= WRITTEN TASK =
Copy out only the rows from the line containing "Task: pin the distant hill" through the line containing "point(238, 124)", requests included. Shift every coordinate in the answers by adding 135 to it.

[Start of SUPPLIED MATERIAL]

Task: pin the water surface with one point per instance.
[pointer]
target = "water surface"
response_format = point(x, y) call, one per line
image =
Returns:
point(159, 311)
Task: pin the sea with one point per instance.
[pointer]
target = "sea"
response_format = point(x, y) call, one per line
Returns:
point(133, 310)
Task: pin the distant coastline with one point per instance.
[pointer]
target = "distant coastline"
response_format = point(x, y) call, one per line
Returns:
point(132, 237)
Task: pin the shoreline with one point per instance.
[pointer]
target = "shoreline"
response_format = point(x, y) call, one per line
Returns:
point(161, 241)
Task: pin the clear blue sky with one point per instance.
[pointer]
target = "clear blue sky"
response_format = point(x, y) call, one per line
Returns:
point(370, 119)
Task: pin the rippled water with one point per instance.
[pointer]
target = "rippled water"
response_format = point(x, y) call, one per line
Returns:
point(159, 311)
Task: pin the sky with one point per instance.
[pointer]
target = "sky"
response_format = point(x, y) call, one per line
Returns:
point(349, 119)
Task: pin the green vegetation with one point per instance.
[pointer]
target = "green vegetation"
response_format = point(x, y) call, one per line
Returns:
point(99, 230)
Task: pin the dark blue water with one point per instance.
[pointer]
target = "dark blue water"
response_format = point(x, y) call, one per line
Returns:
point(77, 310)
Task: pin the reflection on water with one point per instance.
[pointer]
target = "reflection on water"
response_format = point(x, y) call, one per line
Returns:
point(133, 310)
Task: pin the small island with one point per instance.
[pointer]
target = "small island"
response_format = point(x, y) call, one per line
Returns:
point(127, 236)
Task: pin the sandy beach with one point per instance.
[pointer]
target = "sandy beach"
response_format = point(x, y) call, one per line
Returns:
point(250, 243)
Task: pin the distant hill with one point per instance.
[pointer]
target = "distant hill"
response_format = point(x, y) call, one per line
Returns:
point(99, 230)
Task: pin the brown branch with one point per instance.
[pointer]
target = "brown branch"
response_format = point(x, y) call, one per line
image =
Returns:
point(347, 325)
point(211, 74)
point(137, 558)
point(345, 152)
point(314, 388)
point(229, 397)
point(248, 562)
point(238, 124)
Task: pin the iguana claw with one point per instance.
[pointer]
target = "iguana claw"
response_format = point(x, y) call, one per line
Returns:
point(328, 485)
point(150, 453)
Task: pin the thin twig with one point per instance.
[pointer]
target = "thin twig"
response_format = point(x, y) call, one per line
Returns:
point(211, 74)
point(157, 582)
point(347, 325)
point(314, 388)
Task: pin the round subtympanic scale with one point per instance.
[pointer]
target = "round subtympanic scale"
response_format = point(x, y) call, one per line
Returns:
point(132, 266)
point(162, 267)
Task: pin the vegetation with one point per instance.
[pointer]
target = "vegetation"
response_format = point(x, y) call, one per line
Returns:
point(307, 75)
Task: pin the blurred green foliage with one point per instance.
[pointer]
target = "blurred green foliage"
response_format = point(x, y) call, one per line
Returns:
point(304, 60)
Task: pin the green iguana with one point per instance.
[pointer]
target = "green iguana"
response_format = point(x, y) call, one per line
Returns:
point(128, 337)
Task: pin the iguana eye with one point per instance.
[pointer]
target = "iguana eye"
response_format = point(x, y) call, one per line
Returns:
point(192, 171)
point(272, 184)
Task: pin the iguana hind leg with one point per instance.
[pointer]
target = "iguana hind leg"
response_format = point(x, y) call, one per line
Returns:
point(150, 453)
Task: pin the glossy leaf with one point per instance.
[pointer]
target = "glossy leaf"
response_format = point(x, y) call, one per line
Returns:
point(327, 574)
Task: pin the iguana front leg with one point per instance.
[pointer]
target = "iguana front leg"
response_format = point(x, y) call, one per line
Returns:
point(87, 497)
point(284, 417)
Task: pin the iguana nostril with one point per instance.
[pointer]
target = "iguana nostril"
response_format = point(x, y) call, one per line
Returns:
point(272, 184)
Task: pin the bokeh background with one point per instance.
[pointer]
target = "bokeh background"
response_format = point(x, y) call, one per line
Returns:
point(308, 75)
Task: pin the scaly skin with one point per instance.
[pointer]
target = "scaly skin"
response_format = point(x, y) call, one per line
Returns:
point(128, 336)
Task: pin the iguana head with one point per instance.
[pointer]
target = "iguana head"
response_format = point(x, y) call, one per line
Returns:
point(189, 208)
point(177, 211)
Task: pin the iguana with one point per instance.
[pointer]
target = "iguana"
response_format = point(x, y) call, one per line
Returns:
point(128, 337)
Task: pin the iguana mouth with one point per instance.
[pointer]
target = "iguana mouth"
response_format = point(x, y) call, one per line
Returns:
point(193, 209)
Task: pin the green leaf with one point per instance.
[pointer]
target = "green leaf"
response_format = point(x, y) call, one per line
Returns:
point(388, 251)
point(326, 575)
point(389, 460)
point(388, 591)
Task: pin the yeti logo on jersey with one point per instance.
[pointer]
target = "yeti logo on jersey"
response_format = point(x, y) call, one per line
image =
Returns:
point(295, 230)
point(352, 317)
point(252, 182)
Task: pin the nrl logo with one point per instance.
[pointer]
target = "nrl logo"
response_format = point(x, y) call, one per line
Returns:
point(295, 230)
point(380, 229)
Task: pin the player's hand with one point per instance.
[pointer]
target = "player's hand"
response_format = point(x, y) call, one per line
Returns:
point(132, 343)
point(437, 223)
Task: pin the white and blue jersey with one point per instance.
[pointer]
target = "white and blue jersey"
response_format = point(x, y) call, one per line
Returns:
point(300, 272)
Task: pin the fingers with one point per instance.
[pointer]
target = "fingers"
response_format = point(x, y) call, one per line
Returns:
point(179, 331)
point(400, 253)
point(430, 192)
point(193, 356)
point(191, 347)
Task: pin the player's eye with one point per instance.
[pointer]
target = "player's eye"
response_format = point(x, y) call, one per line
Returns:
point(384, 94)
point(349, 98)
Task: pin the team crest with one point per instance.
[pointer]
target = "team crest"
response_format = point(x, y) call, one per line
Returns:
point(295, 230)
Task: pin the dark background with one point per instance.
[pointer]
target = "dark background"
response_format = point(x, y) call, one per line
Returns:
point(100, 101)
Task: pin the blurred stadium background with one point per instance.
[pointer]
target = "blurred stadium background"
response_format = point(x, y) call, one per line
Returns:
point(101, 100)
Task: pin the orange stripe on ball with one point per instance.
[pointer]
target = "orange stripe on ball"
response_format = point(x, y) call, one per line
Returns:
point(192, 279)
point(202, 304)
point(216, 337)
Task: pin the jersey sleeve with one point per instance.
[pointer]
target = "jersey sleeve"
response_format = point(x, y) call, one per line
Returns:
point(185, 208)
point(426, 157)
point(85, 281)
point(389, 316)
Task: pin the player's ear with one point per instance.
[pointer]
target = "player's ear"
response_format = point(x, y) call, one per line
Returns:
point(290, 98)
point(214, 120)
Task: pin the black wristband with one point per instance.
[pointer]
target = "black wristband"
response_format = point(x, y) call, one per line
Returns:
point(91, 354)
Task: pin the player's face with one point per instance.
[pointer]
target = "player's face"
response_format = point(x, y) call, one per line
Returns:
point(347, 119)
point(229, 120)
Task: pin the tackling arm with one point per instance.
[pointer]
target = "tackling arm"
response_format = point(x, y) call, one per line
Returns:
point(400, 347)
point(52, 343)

[End of SUPPLIED MATERIAL]

= ANSWER TO THE EXERCISE =
Task: pin the distant hill with one point per instance.
[pointer]
target = "distant hill"
response_format = point(x, y) call, one per line
Returns:
point(234, 365)
Task: pin the brown branch with one point per instance.
[pointer]
target = "brown branch"
response_format = point(x, y) call, one per line
image =
Returns:
point(482, 460)
point(346, 209)
point(272, 693)
point(480, 287)
point(449, 523)
point(364, 532)
point(383, 697)
point(373, 259)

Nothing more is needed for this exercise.